Description of the task: Please copy the listing below word for word, every line of it, but leave out the pictures.

####

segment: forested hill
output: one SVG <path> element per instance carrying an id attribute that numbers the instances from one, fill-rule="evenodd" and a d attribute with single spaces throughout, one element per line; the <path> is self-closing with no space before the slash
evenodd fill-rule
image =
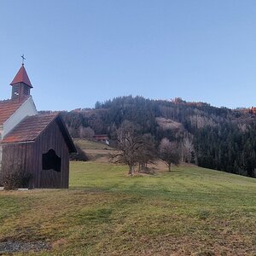
<path id="1" fill-rule="evenodd" d="M 74 137 L 108 134 L 114 142 L 124 120 L 162 138 L 178 142 L 183 160 L 200 166 L 255 177 L 256 117 L 253 109 L 231 110 L 203 102 L 117 97 L 94 109 L 63 113 Z"/>

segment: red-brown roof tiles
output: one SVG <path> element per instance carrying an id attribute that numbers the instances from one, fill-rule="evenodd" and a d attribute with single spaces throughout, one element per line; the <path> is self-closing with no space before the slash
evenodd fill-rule
<path id="1" fill-rule="evenodd" d="M 34 141 L 56 116 L 56 113 L 28 116 L 7 134 L 1 143 L 15 143 Z"/>
<path id="2" fill-rule="evenodd" d="M 17 83 L 24 83 L 31 88 L 33 88 L 31 84 L 30 79 L 23 65 L 20 67 L 20 70 L 18 71 L 10 84 L 13 85 Z"/>
<path id="3" fill-rule="evenodd" d="M 20 102 L 19 100 L 0 101 L 0 125 L 3 125 L 26 100 L 27 100 L 27 97 Z"/>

####

Final answer:
segment: forested hill
output: one SVG <path> element per instance carrying an id attribute that numbers the instances from one, fill-rule="evenodd" and a d attribute with single spaces throughout, one element per line; the <path> is self-closing with no space before the slash
evenodd fill-rule
image =
<path id="1" fill-rule="evenodd" d="M 74 137 L 108 134 L 114 142 L 124 120 L 162 138 L 178 142 L 183 160 L 200 166 L 255 177 L 256 117 L 253 109 L 231 110 L 203 102 L 117 97 L 94 109 L 63 113 Z"/>

segment: red-brown roof tiles
output: one SVG <path> element per instance carrying an id attribute that numbers the instances from one, fill-rule="evenodd" and a d attribute with single spaces throughout, one element per line; the <path> is self-closing with no space before the slash
evenodd fill-rule
<path id="1" fill-rule="evenodd" d="M 34 141 L 56 116 L 56 113 L 28 116 L 7 134 L 1 143 L 15 143 Z"/>
<path id="2" fill-rule="evenodd" d="M 17 83 L 24 83 L 31 88 L 33 88 L 31 84 L 30 79 L 23 65 L 20 67 L 20 70 L 18 71 L 10 84 L 13 85 Z"/>
<path id="3" fill-rule="evenodd" d="M 20 102 L 19 100 L 0 101 L 0 125 L 3 125 L 26 100 L 27 100 L 27 97 Z"/>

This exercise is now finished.